*Given text*:
I'm glad you made some progress with this. Normally it takes so long the next platform is roling out of the factory with people still talking about a "fix". 
Our customers haven't reported any problems lately. Don't know if it's because the weather is getting better and people are taking off right away with their windows down or what...
Either way, congrats.


----------



## GGVDub (Apr 8, 2004)

*Re: tapping sound (sundaydriver)*

I don't know if the "fix" is really the answer. Mine went away for about 1 month plus now, untill this weekend. Since I changed gas and stop filling it pass the pump shutting off (different than overfilling), the noise went away. I had always used Chevron and Shell, when i switched to 76's gas the noise went away. I decided to put in Chevron this weekend for a trip and also to test to see if the noise came back. I did overfill it slightly because of the length i had to drive and wanted to get there on a half a tank. Before i filled up with Chevron I was almost out of gas. Once I got to my destination and stopped for the first time at a traffic light, with about a half a tank left (all Chevron at this point), I heard it, I heard that damn noise again. Now I am not saying that Chevron caused the noise, all I can say is when I don't overfill it and use 76, NO NOISE







. When i used or use Chevron and push it a little on filling, NOISE







. 
Just my observation.
_Modified by kdoerner at 8:33 AM 8/15/2006_


_Modified by kdoerner at 8:33 AM 8/15/2006_


----------



## pturner67 (Dec 27, 2002)

*Re: tapping sound (kdoerner)*


_Quote, originally posted by *kdoerner* »_Now I am not saying that Chevron caused the noise, all I can say is when I don't overfill it and use 76, NO NOISE







. When i used or use Chevron and push it a little on filling, NOISE







. 
Just my observation.

Sincerely,
Chuck Williamson
Unocal 76 CEO
hehe


----------



## GGVDub (Apr 8, 2004)

*Re: tapping sound (pturner67)*


_Quote, originally posted by *pturner67* »_
Sincerely,
Chuck Williamson
Unocal 76 CEO
hehe









My cover is blown








p.s. maybe I should try some different gasses just to test my theory.


----------



## kungfoojesus (Jan 10, 2005)

*Re: (pturner67)*


_Quote, originally posted by *pturner67* »_The 1.8T had an emissions recirculating seliniod that made a tapping sound. Some were louder than others. So you are right about that tapping sound. I was one of about 8 trillion people who took their car to the dealer for that sound just to find that I wasted 3 hours of my time. LOL
The guy took me for a ride at the dealer in another 2.0T and they could not reproduce THIS sound. Really, this sound is not normal. There is no way VW/Audi would allow cars off the line if they made this loud tapping sound. The tech at the dealer said this was NOT normal whatsoever.
We'll know Tuesday what it is.

(Box-labeled dataset extracts)
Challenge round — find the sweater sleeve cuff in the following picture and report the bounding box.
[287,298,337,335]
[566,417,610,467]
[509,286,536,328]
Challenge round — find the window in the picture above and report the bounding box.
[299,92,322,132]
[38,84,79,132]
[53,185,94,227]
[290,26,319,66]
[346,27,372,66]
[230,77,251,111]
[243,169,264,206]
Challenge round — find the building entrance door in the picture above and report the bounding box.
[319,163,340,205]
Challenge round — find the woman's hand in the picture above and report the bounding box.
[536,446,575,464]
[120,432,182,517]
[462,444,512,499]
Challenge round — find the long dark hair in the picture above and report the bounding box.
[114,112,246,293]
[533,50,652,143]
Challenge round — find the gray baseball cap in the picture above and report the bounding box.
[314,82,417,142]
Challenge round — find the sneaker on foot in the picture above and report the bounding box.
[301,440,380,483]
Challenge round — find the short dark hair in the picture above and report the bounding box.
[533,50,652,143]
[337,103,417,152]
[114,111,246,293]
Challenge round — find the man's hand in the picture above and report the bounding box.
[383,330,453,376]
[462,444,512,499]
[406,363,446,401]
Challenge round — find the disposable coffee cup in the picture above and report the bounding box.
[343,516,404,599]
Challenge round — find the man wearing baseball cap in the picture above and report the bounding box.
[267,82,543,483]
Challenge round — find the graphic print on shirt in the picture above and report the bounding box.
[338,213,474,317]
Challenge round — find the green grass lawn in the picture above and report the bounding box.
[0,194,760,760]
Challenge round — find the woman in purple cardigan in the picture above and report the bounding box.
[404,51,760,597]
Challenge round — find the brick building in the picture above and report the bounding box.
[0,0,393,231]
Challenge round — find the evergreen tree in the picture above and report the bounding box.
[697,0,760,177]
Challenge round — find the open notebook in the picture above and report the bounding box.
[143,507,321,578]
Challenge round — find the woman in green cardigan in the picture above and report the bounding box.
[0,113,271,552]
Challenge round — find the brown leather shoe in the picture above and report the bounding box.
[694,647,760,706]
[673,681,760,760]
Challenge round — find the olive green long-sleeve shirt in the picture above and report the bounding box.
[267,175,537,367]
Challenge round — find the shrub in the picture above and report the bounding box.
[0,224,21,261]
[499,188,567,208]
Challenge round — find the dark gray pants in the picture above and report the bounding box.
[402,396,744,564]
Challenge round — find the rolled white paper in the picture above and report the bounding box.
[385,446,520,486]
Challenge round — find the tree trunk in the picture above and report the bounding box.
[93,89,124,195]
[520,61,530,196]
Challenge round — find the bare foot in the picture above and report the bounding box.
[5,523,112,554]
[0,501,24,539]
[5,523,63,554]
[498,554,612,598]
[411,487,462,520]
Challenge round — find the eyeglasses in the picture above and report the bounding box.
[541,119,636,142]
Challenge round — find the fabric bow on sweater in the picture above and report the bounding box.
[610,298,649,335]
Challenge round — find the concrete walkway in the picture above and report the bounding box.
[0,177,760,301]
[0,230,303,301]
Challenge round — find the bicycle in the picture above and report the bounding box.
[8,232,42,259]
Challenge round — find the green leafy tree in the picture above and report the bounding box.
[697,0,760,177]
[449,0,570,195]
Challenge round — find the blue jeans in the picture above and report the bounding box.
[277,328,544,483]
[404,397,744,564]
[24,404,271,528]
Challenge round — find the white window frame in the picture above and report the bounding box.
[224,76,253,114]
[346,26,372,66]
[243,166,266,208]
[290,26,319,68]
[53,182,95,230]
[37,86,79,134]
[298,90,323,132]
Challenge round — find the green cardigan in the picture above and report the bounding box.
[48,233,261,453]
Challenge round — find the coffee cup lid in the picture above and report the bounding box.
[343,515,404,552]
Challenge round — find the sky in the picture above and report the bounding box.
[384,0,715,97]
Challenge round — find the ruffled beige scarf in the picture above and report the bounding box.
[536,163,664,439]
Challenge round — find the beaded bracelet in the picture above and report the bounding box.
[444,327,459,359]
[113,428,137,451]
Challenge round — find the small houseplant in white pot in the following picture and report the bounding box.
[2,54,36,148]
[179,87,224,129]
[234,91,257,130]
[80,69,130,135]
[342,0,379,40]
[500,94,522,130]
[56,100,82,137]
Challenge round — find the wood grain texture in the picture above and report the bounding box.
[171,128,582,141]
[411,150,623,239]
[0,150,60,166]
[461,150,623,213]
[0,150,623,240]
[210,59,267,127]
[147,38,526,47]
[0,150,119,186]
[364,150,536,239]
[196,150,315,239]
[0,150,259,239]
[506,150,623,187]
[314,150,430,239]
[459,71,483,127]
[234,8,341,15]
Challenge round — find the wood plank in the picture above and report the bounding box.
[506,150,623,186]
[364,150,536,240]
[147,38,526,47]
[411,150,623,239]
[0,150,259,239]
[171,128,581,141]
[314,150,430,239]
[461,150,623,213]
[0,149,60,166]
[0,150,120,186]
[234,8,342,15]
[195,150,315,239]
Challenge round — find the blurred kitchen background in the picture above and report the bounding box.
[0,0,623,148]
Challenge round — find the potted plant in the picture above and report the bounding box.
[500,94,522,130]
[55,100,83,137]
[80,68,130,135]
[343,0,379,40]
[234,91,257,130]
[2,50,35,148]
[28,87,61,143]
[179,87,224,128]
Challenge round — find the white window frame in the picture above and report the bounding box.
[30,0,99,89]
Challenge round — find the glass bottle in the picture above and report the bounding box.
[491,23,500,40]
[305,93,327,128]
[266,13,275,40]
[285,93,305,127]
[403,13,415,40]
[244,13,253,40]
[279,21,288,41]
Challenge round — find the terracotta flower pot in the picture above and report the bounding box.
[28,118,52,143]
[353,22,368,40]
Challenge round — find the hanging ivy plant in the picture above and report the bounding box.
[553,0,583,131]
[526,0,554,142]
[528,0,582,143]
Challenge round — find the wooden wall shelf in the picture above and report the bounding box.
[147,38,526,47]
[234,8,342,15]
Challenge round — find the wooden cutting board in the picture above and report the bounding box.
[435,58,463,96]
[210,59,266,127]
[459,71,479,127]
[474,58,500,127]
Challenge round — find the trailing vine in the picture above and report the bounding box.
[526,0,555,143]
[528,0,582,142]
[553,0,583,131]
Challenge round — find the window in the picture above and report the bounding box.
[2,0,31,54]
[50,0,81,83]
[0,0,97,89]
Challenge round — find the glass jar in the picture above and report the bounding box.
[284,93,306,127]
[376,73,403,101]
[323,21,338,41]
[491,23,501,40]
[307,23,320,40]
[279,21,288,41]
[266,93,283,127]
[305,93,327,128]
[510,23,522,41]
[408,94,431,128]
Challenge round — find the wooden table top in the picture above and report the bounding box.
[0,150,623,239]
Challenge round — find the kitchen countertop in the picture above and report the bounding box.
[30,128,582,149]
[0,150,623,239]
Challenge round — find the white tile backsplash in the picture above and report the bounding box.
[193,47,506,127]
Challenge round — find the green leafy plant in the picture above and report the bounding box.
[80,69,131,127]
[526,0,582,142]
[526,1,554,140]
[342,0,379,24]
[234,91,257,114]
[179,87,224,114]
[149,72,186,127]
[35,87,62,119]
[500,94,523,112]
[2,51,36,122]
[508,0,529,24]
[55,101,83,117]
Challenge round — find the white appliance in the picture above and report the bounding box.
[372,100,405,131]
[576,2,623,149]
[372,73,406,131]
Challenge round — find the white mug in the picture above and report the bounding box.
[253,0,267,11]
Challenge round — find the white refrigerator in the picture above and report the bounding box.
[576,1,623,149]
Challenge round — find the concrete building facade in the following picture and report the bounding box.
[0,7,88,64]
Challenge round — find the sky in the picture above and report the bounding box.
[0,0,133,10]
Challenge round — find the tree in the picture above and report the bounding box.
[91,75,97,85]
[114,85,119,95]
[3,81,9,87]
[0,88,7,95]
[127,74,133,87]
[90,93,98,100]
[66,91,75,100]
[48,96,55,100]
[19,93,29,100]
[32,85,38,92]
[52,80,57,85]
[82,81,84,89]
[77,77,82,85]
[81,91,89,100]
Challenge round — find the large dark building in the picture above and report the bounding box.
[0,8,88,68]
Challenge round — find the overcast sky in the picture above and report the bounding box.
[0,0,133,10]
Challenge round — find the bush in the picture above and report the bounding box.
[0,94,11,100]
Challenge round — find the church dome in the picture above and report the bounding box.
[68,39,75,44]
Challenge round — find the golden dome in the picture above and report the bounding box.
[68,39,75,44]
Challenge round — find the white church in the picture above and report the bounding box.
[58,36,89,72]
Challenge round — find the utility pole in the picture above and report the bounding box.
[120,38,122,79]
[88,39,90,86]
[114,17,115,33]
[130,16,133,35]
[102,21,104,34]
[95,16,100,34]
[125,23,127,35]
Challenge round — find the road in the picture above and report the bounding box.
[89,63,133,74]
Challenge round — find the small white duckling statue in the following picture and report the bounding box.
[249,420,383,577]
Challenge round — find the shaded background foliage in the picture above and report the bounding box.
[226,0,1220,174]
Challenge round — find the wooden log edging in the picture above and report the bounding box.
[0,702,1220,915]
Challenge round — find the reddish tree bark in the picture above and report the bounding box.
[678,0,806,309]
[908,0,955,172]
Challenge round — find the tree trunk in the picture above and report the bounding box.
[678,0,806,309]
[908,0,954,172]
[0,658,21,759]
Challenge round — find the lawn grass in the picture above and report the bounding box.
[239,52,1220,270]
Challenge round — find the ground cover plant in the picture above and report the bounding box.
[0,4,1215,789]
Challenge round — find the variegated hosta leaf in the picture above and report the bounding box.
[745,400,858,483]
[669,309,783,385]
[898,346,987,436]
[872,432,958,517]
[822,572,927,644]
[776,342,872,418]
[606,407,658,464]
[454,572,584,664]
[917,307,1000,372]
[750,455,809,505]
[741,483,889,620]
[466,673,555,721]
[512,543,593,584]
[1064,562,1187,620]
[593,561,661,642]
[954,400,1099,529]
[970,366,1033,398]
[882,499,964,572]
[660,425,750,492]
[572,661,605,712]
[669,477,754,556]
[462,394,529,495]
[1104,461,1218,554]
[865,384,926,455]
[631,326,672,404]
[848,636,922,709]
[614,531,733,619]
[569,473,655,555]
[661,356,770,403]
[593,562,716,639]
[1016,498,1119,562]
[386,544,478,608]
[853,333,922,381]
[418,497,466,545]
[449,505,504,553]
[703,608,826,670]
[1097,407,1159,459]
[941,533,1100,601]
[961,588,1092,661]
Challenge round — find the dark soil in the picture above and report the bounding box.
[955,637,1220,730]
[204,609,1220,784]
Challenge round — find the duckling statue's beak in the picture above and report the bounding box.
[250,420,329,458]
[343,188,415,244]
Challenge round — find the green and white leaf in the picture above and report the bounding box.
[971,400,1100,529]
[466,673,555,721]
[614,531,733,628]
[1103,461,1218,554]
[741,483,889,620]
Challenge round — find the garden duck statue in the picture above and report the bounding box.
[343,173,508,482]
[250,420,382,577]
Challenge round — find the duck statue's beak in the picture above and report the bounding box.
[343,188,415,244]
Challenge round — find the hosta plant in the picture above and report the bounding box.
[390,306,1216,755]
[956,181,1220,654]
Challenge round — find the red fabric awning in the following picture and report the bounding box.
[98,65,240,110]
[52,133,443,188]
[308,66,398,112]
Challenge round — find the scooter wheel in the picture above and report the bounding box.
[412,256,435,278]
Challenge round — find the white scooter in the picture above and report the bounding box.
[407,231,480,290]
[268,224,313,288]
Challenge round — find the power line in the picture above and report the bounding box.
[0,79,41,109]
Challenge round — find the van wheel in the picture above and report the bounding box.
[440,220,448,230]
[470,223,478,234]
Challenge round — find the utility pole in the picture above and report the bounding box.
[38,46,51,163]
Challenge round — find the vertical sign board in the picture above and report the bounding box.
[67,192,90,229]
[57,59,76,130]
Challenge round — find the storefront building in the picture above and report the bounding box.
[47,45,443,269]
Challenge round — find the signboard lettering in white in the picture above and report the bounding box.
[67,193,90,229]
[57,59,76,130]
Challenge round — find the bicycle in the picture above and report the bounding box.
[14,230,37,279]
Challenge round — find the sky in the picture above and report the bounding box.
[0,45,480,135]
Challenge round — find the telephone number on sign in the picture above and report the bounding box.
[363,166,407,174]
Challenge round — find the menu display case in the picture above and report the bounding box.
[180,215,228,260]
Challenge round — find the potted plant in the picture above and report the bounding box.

*Directive*:
Answer these questions from the tapping-sound thread.
(a) When the poster who had always used Chevron and Shell switched gas, which brand was it?
(b) How much time did the 1.8T owner say was wasted at the dealer?
(c) What did the tech at the dealer say about the sound?

*Final result*:
(a) 76
(b) 3 hours
(c) It was not normal whatsoever.